EXERCISE:
Copy word for word the lines of the material below, starting at the line containing "out the dry" and ending at the line containing "[(173, 246), (49, 142), (598, 229)]", with both of those lines included.
-------- GIVEN RECORDS --------
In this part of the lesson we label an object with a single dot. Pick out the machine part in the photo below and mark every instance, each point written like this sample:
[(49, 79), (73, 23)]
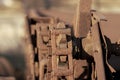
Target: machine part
[(82, 16), (62, 62), (57, 48)]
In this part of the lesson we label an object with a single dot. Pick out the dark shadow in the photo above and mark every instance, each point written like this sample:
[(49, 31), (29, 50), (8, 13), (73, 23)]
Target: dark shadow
[(17, 60)]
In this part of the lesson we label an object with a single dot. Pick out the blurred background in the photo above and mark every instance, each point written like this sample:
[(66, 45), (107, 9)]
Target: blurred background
[(13, 21)]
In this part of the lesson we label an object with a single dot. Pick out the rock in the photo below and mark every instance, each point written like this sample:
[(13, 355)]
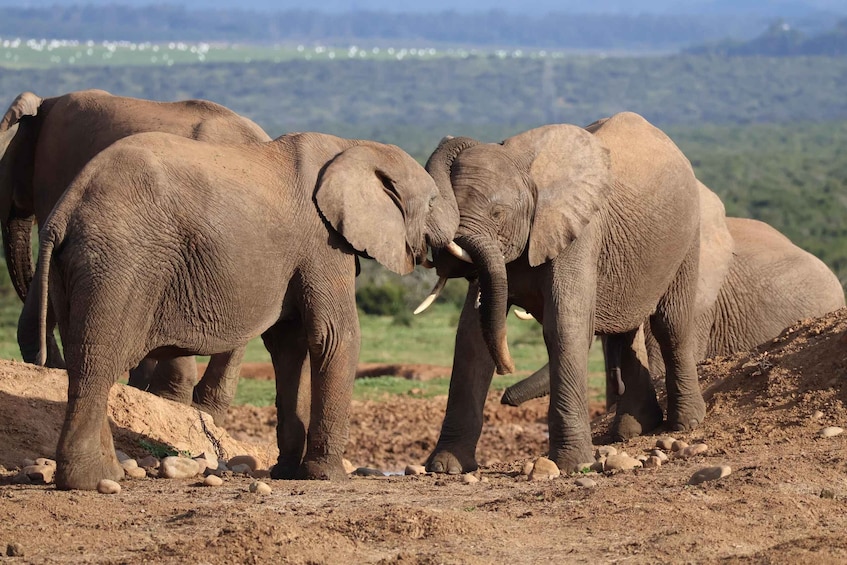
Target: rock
[(692, 450), (368, 472), (213, 481), (248, 460), (40, 473), (108, 486), (544, 469), (174, 467), (348, 467), (653, 462), (709, 474), (665, 443), (831, 431), (14, 550), (605, 451), (135, 472), (621, 462), (260, 488)]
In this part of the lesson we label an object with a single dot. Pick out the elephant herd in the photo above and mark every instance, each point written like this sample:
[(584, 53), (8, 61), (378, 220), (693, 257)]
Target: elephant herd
[(169, 230)]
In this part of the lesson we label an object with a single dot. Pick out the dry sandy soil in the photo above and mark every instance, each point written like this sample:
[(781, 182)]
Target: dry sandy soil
[(785, 501)]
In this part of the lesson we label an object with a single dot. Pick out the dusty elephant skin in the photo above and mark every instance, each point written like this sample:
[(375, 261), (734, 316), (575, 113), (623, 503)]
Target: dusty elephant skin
[(753, 284), (46, 142), (590, 230), (173, 246)]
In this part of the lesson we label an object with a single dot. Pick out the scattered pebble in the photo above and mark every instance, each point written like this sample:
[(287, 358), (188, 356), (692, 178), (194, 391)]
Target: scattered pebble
[(260, 488), (709, 474), (108, 486), (544, 469), (831, 431), (213, 481)]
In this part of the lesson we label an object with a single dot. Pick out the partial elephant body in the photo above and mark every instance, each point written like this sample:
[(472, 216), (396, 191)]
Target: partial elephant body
[(173, 246), (49, 142), (598, 229)]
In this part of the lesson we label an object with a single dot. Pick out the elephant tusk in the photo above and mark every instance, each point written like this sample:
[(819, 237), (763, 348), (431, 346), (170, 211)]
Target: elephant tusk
[(436, 290), (523, 314), (456, 250)]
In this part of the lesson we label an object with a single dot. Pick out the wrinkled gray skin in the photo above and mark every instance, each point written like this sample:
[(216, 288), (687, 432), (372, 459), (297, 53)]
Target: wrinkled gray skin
[(770, 284), (591, 231), (46, 142), (174, 247)]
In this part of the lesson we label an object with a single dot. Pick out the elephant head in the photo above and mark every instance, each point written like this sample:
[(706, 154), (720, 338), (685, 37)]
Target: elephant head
[(522, 200)]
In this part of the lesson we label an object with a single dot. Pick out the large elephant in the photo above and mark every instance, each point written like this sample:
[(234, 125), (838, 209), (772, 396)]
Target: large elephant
[(166, 245), (770, 283), (46, 142), (592, 231)]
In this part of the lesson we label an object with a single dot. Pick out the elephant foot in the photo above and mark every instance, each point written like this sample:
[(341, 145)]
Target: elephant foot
[(444, 461), (73, 473), (687, 415), (630, 423)]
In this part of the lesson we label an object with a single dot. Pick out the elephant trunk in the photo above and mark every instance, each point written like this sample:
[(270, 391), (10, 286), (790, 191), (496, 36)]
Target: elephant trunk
[(534, 386), (17, 246), (494, 293)]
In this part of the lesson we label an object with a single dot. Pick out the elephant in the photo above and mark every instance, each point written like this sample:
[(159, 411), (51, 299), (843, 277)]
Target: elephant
[(46, 142), (771, 284), (164, 245), (592, 230)]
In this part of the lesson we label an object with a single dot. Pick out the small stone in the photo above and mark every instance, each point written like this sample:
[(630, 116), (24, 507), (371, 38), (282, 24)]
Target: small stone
[(652, 462), (368, 472), (678, 444), (213, 481), (14, 550), (149, 462), (544, 469), (709, 474), (621, 463), (248, 460), (260, 488), (692, 450), (348, 467), (605, 451), (174, 467), (135, 472), (831, 431), (108, 486), (665, 443)]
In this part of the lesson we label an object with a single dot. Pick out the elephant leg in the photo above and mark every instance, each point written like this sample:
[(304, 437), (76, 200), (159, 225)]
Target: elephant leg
[(473, 369), (638, 409), (215, 391), (141, 375), (174, 379), (86, 451), (674, 331), (289, 351)]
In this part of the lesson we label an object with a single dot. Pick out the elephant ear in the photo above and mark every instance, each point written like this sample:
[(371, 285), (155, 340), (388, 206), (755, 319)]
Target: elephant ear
[(571, 172), (357, 196)]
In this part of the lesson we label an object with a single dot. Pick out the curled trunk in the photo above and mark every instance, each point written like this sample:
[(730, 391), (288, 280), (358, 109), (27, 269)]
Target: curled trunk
[(494, 290)]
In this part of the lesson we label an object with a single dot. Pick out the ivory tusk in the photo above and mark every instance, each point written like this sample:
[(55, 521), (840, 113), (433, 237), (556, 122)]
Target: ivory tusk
[(456, 250), (436, 290), (523, 314)]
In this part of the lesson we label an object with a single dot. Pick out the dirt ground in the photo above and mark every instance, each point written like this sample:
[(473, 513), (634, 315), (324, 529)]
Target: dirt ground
[(784, 502)]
--------
RESULT OF THIS TASK:
In this part of the lesson we label an object with a single dot. Pick out the dry sandy soil in the photo above and mark every instance, each point written like this sample:
[(781, 182)]
Target: dry sandy soil
[(785, 501)]
In this part of the lesson we label an object with a single dot. Pick out the dusty elephant skin in the photo above and mark every instance, each point written like this sample:
[(375, 261), (734, 316), (575, 113), (623, 503)]
Target: dusty elephant skin
[(753, 284), (46, 142), (590, 230), (173, 246)]
In this part of the lesson we label an object with a single dot. Pick out the scattered pebble in the photo above and mark every instance, each point written like this sample:
[(287, 358), (188, 356), (692, 178), (194, 391)]
Target: scattered pebble
[(260, 488), (709, 474), (108, 486), (544, 469), (831, 431), (213, 481)]
In this part of the lesson we label an object with a single dot. Pick out the partial elephant body in the photo above and mark every instance, each point written like this sample:
[(472, 216), (396, 191)]
Target: partial elephant body
[(173, 246), (49, 142), (598, 229)]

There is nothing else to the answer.